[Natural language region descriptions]
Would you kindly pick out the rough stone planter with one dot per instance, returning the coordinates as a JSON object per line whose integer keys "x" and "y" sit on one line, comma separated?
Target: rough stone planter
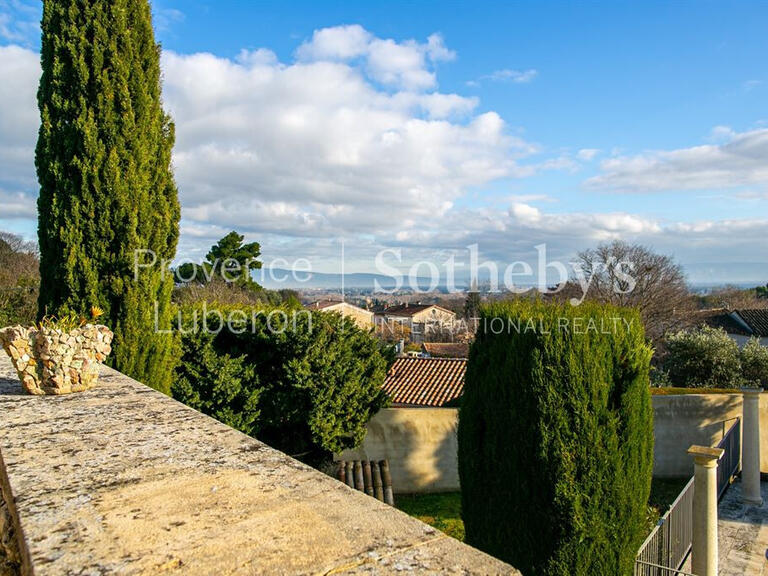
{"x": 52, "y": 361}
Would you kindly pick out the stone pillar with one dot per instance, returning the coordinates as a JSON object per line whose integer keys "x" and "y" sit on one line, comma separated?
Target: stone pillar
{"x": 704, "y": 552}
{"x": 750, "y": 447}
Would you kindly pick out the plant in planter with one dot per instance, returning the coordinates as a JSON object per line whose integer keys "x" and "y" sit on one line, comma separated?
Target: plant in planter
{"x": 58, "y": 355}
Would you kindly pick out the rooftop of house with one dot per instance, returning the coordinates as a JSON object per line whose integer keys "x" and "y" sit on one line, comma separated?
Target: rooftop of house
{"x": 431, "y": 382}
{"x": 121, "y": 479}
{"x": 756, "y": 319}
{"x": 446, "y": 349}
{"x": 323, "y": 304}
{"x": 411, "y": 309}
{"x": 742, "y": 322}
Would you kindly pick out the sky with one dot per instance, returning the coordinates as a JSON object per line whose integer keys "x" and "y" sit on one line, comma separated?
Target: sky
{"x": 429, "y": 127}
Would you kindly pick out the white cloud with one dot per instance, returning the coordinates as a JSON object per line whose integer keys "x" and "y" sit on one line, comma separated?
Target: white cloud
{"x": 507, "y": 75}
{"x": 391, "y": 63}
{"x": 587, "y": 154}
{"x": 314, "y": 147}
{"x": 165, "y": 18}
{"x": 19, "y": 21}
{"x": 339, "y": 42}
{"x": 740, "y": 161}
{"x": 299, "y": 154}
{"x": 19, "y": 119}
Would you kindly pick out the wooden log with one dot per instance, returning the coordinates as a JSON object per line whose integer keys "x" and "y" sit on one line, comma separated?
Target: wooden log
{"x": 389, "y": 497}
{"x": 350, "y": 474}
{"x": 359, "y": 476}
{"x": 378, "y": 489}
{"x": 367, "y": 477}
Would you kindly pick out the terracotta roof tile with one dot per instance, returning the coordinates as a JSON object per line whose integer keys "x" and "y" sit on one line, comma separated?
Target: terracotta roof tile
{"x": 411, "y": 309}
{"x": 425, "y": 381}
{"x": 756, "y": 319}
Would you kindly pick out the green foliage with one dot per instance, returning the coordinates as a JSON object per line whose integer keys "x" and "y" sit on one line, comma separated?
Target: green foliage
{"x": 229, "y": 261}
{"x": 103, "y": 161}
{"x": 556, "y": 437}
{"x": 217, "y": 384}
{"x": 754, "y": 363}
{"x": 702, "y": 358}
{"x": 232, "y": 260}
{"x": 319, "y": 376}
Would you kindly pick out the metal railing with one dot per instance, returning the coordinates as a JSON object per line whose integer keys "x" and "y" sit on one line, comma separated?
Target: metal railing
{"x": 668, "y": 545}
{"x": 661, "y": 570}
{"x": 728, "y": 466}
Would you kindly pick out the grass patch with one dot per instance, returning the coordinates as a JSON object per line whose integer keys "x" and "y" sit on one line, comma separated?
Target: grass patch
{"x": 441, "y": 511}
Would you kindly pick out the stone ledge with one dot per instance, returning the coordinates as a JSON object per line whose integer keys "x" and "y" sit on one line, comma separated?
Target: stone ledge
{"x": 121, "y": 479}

==

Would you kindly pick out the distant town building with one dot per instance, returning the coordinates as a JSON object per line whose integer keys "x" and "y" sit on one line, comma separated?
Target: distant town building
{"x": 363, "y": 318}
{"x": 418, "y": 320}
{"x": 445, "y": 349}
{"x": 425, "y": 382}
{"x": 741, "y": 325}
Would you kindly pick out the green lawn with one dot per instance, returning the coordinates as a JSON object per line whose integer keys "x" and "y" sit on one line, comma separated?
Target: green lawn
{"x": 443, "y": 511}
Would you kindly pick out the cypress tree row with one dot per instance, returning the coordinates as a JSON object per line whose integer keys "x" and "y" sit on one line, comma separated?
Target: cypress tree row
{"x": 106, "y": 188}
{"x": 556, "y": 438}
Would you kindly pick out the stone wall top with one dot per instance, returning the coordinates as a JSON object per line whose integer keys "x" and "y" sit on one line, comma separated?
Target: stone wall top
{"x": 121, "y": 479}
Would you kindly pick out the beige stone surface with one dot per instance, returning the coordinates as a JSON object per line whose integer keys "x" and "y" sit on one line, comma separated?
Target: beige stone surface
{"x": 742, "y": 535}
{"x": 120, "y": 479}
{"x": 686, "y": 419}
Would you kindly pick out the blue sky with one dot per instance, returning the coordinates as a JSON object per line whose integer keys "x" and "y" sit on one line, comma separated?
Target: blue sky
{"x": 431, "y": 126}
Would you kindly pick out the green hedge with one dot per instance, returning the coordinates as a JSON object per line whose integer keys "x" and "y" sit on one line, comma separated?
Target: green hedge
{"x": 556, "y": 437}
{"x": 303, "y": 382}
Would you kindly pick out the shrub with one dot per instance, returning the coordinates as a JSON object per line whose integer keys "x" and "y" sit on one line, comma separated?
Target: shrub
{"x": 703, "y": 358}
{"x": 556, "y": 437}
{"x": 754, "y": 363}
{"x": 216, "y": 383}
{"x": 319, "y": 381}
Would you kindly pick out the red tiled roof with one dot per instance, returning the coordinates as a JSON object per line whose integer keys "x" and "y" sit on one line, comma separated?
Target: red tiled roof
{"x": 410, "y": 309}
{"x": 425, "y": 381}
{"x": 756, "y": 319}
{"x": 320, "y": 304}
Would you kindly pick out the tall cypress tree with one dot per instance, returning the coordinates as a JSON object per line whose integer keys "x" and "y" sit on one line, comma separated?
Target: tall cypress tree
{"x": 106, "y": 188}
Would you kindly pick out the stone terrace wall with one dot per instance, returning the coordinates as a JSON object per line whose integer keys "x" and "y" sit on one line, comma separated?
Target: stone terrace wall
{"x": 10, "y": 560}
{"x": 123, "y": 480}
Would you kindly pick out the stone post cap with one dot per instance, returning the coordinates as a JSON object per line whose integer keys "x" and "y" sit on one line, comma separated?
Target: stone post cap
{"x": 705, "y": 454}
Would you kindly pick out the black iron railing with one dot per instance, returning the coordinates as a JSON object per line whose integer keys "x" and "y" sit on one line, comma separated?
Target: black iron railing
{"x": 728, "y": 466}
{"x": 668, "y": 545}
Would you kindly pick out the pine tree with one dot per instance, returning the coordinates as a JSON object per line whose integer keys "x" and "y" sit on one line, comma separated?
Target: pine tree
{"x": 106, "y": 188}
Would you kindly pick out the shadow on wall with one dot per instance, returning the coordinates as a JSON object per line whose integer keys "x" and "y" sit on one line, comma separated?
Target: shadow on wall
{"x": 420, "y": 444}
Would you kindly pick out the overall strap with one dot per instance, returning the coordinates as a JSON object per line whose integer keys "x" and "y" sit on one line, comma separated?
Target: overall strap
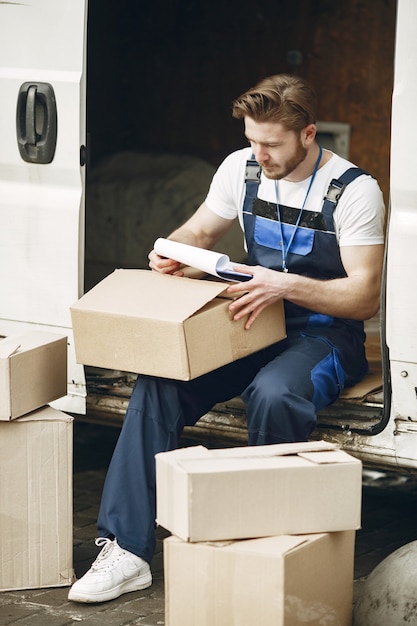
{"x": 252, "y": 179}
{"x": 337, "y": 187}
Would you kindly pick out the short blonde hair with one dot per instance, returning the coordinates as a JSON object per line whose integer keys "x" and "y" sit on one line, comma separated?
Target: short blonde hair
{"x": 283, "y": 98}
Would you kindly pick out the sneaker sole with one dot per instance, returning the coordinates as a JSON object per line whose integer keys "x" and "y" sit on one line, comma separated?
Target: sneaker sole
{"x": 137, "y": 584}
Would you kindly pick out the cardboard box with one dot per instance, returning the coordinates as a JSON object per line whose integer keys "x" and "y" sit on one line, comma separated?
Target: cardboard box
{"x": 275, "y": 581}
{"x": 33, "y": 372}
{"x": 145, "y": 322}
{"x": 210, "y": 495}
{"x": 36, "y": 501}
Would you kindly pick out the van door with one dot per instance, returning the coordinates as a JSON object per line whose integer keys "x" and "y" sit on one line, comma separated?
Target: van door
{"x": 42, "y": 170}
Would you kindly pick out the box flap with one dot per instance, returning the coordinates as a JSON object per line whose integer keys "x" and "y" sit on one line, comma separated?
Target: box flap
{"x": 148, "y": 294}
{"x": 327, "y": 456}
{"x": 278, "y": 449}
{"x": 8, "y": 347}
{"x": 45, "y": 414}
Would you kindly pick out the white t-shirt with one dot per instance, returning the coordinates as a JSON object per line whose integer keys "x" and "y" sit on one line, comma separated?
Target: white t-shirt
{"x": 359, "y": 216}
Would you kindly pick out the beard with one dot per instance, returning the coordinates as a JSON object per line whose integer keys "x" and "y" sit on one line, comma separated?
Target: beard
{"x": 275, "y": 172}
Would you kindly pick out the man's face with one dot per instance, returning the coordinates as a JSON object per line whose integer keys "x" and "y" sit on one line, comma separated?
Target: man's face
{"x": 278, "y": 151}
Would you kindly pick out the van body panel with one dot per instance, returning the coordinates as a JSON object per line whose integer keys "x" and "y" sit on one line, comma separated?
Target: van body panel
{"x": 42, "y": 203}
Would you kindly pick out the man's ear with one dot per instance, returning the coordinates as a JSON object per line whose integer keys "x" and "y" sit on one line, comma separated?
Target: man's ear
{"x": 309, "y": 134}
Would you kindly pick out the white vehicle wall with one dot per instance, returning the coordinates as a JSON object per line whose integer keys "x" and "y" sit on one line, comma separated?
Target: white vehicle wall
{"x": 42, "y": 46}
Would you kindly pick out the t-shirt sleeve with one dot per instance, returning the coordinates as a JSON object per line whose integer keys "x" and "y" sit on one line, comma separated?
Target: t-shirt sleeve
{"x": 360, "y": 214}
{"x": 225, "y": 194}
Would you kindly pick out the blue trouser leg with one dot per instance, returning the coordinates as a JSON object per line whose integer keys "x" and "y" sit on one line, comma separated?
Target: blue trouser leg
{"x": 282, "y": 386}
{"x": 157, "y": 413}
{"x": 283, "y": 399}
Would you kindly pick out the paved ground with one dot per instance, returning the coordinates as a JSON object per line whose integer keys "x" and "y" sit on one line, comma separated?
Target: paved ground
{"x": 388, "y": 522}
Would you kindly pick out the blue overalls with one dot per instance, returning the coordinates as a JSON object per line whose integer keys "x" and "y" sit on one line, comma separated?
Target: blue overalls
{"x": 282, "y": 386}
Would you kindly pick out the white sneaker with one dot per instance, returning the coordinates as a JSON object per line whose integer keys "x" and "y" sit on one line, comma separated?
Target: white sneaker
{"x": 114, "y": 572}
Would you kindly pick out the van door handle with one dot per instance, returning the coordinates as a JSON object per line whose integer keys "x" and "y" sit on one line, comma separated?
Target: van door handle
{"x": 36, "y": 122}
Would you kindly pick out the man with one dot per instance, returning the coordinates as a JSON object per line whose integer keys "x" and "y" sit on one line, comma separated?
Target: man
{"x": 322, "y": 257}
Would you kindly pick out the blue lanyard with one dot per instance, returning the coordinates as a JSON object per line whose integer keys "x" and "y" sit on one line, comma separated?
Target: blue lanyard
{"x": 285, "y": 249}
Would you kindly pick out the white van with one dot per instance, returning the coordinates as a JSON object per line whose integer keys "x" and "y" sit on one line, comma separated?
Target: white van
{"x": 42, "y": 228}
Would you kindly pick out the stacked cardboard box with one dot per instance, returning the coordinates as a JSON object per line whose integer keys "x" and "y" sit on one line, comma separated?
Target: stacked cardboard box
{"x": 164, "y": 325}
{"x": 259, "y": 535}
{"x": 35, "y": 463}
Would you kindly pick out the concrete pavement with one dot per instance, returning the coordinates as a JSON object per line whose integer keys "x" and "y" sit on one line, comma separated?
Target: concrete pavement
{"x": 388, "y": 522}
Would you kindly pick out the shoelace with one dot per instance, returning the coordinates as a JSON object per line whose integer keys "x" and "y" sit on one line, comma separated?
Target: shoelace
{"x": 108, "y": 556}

...

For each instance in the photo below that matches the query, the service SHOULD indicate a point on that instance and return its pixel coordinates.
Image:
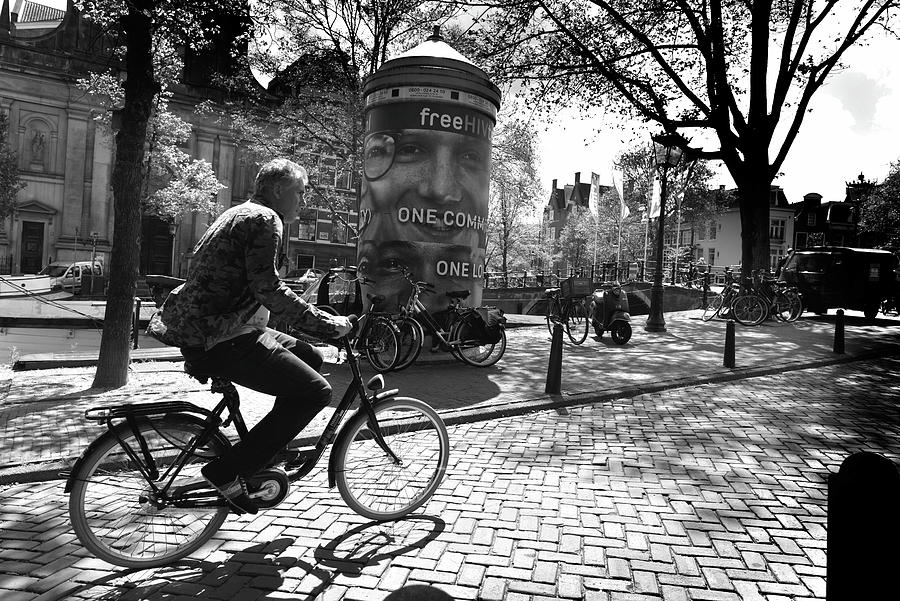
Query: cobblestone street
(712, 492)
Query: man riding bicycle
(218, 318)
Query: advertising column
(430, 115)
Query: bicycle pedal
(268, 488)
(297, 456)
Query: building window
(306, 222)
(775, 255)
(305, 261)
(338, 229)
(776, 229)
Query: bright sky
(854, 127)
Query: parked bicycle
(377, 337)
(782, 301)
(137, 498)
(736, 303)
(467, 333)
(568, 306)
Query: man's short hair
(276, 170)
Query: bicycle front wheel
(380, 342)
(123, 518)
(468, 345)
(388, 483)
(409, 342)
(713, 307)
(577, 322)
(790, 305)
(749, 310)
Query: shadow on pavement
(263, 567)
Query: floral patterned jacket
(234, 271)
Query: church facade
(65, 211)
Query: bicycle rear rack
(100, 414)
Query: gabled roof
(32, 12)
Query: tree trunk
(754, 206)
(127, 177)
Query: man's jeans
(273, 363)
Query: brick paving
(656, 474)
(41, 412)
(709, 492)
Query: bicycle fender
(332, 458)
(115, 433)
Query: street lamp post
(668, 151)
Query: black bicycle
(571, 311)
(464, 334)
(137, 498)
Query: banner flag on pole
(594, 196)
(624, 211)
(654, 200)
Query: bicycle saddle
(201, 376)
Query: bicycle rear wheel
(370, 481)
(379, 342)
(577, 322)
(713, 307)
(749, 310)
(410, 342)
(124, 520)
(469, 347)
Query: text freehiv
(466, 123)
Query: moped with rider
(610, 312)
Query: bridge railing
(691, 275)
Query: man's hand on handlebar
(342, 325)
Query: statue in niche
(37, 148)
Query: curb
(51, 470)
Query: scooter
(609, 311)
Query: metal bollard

◆ Task to carry out ◆
Transcribe the lines above between the line holding "Target: t-shirt sleeve" and the line holding "Would you kindly pick out the white sneaker", inclusive, exactly as they stand and with nothing added.

◆ Response to this exercise ◆
Target: t-shirt sleeve
{"x": 360, "y": 214}
{"x": 225, "y": 194}
Would you kindly pick out the blue trouser leg with one dot per instance, returning the coordinates as a JSON object per line whose integer keys "x" and "y" sit on one line, comma separated?
Target: blue trouser leg
{"x": 282, "y": 386}
{"x": 157, "y": 413}
{"x": 283, "y": 399}
Would you kindly pick out the paved ground with one dot per instance, returning the coordinates as a JSON object per line whose integer keys "x" and "y" sit on one line, comma separated?
Target: paved ground
{"x": 388, "y": 522}
Would you kindly pick out the blue overalls with one dot per instance, returning the coordinates as a JSON object per line whose integer keys "x" and "y" sit on one line, comma separated?
Target: blue overalls
{"x": 282, "y": 386}
Would you kindly pick out the white sneaker with one dot per instance, returning the coordinates as a JSON object per line whose integer keys "x" and "y" sit on one line, comma separated?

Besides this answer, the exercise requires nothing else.